[PAGE EXCERPT]:
Republicans started to distrust climate science in the 1990s — and it may be due to Democrat messages

Climate and communication scientists alike have struggled with a sizable portion of the American public which rejects climate science, even as the evidence becomes clearer and clearer. Now, a new study finds that supporters of the Republican Party have become much more skeptical of climate change science after the 1990s. According to the researchers, it’s not just Republican elites that drive this — Democratic messages in support of climate action also polarize Republican members.

Banksy did this. The graffiti, I mean — as for climate change, we’re all doing it.

There are probably thousands of books and articles about why climate science is so strongly opposed by a substantial part of the population (especially in the US). Rivers of ink have poured addressing the causes of this refusal, from political polarization and cognitive dissonance to the nefarious influence from energy companies. But the political component of the climate change discussion is more prevalent than ever.

In the US, Republicans are far more likely to deny climate change than Democrats, and this trend has been greatly exacerbated by President Trump, who has become a loudspeaker for climate deniers. But in an ironic twist of fate, it turns out that Republican supporters often take their climate cues from Democrat leaders. At least that’s the conclusion of a newly published study.

“This article argues that out-group cues from Democratic elites caused a backlash that resulted in greater climate skepticism,” the authors write.

“We find that the most consistent factor that predicts aggregate patterns of climate skepticism in the public, and among Republican supporters specifically, are cues from Democratic party elites. We find that Democratic elite cues lead, rather than follow, public opinion on this topic.”

Climate skepticism among Republican supporters. Image credits: Merkley & Stecula.

In order to reach this conclusion, the authors surveyed a sample of 3,000 Americans through Amazon Mechanical Turk and analyzed the position of both party elites and public opinion, looking at both correlation and causation. They found that Republican voters are very receptive to cues from both parties’ elites: when Republican elites support a position, Republican voters also follow; when Democrats support a position, Republicans do the absolute opposite.

Notably, Democrat voters didn’t do the same thing, but there may be a catch.

[RECORDS]:
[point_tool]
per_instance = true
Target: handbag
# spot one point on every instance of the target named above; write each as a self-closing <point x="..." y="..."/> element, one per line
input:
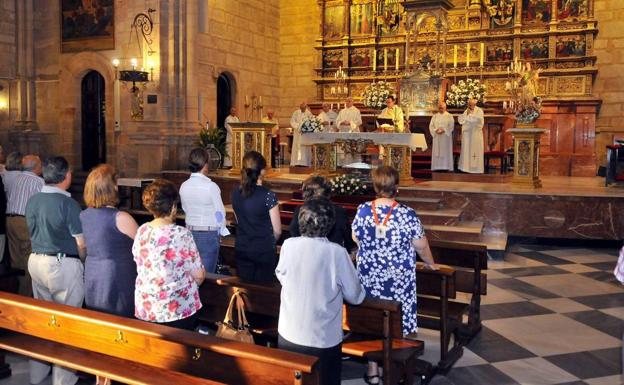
<point x="227" y="329"/>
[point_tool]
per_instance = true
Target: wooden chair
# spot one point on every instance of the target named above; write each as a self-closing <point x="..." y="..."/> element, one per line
<point x="137" y="352"/>
<point x="376" y="322"/>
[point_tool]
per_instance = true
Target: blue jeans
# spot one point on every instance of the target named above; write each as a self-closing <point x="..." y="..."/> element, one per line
<point x="208" y="243"/>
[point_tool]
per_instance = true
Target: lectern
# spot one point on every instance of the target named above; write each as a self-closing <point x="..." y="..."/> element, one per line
<point x="526" y="155"/>
<point x="250" y="136"/>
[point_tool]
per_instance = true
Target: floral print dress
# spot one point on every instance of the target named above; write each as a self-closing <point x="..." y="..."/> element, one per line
<point x="387" y="266"/>
<point x="165" y="290"/>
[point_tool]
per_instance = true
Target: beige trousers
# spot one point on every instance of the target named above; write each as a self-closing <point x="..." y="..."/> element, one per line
<point x="60" y="281"/>
<point x="19" y="249"/>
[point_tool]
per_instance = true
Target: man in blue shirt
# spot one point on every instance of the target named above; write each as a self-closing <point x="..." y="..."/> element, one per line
<point x="55" y="264"/>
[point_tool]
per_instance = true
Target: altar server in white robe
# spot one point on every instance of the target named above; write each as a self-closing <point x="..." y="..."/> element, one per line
<point x="394" y="112"/>
<point x="231" y="118"/>
<point x="349" y="120"/>
<point x="300" y="155"/>
<point x="471" y="156"/>
<point x="328" y="118"/>
<point x="441" y="128"/>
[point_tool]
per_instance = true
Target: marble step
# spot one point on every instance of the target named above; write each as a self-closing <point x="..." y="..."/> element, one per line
<point x="461" y="232"/>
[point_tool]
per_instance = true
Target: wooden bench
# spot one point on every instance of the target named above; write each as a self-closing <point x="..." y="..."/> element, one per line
<point x="379" y="321"/>
<point x="137" y="352"/>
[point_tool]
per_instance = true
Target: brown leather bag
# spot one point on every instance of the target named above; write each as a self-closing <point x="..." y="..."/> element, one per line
<point x="239" y="332"/>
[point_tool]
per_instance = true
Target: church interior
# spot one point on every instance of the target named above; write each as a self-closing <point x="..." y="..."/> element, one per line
<point x="241" y="136"/>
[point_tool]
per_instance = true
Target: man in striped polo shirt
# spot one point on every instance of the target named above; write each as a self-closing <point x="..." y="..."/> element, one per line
<point x="26" y="184"/>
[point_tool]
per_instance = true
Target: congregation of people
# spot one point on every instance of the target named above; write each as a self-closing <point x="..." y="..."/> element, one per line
<point x="100" y="258"/>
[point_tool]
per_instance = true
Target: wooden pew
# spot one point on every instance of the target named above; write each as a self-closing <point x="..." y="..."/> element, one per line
<point x="469" y="261"/>
<point x="379" y="320"/>
<point x="137" y="352"/>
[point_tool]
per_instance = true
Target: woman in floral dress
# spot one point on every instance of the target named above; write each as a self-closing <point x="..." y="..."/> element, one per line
<point x="169" y="267"/>
<point x="389" y="235"/>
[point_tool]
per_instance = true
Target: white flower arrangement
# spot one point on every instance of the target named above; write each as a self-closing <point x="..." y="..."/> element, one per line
<point x="462" y="91"/>
<point x="347" y="185"/>
<point x="376" y="93"/>
<point x="311" y="124"/>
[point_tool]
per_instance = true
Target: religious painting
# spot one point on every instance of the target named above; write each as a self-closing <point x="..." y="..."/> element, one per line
<point x="536" y="11"/>
<point x="389" y="17"/>
<point x="571" y="46"/>
<point x="87" y="25"/>
<point x="501" y="13"/>
<point x="388" y="58"/>
<point x="534" y="49"/>
<point x="499" y="51"/>
<point x="332" y="58"/>
<point x="361" y="57"/>
<point x="333" y="25"/>
<point x="571" y="10"/>
<point x="362" y="21"/>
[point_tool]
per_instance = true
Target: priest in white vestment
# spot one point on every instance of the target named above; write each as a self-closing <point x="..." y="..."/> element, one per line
<point x="394" y="112"/>
<point x="471" y="156"/>
<point x="349" y="120"/>
<point x="441" y="128"/>
<point x="328" y="118"/>
<point x="231" y="118"/>
<point x="300" y="155"/>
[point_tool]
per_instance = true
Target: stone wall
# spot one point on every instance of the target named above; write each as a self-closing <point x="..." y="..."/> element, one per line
<point x="609" y="85"/>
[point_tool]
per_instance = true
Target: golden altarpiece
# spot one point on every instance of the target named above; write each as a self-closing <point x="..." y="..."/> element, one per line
<point x="378" y="40"/>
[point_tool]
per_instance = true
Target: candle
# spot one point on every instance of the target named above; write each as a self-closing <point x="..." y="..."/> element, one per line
<point x="482" y="54"/>
<point x="396" y="61"/>
<point x="374" y="60"/>
<point x="385" y="59"/>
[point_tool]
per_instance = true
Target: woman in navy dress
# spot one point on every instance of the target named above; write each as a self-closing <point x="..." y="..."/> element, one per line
<point x="110" y="271"/>
<point x="389" y="236"/>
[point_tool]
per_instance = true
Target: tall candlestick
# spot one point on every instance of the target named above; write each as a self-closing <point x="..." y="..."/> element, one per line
<point x="374" y="60"/>
<point x="481" y="60"/>
<point x="385" y="59"/>
<point x="396" y="59"/>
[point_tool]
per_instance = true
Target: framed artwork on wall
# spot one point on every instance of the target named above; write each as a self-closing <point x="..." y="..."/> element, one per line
<point x="87" y="25"/>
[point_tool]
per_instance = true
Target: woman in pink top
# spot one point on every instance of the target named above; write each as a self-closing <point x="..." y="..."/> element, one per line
<point x="169" y="268"/>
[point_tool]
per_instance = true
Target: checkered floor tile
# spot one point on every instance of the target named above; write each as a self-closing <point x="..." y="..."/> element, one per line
<point x="552" y="315"/>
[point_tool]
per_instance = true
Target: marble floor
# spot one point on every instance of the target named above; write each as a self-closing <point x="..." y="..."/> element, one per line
<point x="552" y="315"/>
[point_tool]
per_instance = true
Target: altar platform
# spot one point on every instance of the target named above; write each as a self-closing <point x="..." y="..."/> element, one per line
<point x="478" y="212"/>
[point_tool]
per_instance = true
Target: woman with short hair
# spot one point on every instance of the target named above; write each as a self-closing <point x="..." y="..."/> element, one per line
<point x="169" y="266"/>
<point x="389" y="236"/>
<point x="110" y="271"/>
<point x="317" y="187"/>
<point x="258" y="222"/>
<point x="316" y="276"/>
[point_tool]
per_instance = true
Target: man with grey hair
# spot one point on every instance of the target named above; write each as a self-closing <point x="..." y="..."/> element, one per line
<point x="27" y="184"/>
<point x="471" y="155"/>
<point x="58" y="248"/>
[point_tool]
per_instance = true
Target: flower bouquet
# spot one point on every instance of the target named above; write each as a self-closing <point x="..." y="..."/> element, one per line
<point x="311" y="124"/>
<point x="462" y="91"/>
<point x="376" y="93"/>
<point x="348" y="185"/>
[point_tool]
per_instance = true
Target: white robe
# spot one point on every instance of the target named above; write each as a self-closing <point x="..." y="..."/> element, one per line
<point x="471" y="156"/>
<point x="442" y="148"/>
<point x="299" y="155"/>
<point x="330" y="117"/>
<point x="227" y="162"/>
<point x="396" y="114"/>
<point x="351" y="115"/>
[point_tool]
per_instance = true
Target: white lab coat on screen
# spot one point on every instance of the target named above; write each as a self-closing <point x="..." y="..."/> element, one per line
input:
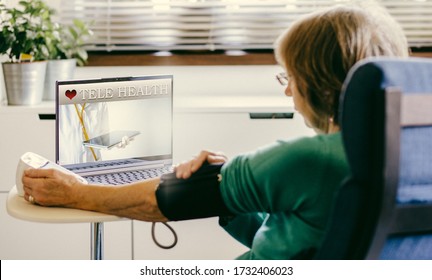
<point x="71" y="136"/>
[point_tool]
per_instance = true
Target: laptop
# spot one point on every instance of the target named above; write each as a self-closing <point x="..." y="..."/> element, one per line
<point x="115" y="130"/>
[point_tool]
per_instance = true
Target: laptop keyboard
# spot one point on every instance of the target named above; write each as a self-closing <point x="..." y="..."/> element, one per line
<point x="102" y="164"/>
<point x="128" y="176"/>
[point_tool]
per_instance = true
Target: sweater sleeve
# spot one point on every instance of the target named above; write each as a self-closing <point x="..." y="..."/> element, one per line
<point x="281" y="177"/>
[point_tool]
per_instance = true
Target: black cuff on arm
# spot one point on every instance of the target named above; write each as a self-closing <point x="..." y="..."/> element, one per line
<point x="193" y="198"/>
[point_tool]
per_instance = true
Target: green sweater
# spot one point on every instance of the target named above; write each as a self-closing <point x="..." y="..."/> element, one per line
<point x="282" y="195"/>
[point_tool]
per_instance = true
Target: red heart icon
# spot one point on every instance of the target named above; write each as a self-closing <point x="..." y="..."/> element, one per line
<point x="70" y="94"/>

[WORK INSTRUCTIONS]:
[A] In the article on Republican climate skepticism, condense the paragraph beginning "In order to reach this conclusion" into two or three shorter sentences that keep its main facts.
[B] Resume the article on Republican climate skepticism, continuing from its final sentence.

[RESULTS OF THE EXERCISE]:
[A] The authors surveyed 3,000 Americans through Amazon Mechanical Turk and examined both correlation and causation between the positions of party elites and public opinion. Republican voters turned out to respond strongly to elite cues from both parties. They follow positions that Republican elites support and take the opposite side of positions that Democrats support.

[B]
“We did not find a consistently similar effect among Democratic Party supporters, though we must sound a word of caution on this latter point. It is possible that these results were hampered by a ceiling effect – Democratic supporters are already very supportive of the climate change consensus, so it is possible that our treatments could not move the needle any further.”

In short, the story behind climate change polarization is similar to many other issues of the day: members of the public were exposed to a large volume of partisan messages and formed their opinions accordingly — not necessarily based on the elites of the party they support, but (especially in the case of Republicans) in opposition to the other party. It’s a pervasive problem that seems inherent to a two-party system, where everything can become polarized.

We’ve seen it recently with something as innocuous as face masks — a simple epidemiological line of defense was thoroughly politicized, and Americans are paying a heavy price for this. Similarly, climate science is, by definition, a scientific matter — yet it’s been made into a very political issue in the US.

Researchers end the study by suggesting that with all the effort spent finding strategies to mobilize support for climate consensus, we should focus a bit more on understanding the behavior and motivation of party elites, and try to mobilize them to accept the scientific consensus.

At the end of the day, whether it’s a virus or climate change, it will affect us regardless of our political beliefs. We’d be wise to move past such petty squabbles.

The study has been published in the British Journal of Political Science.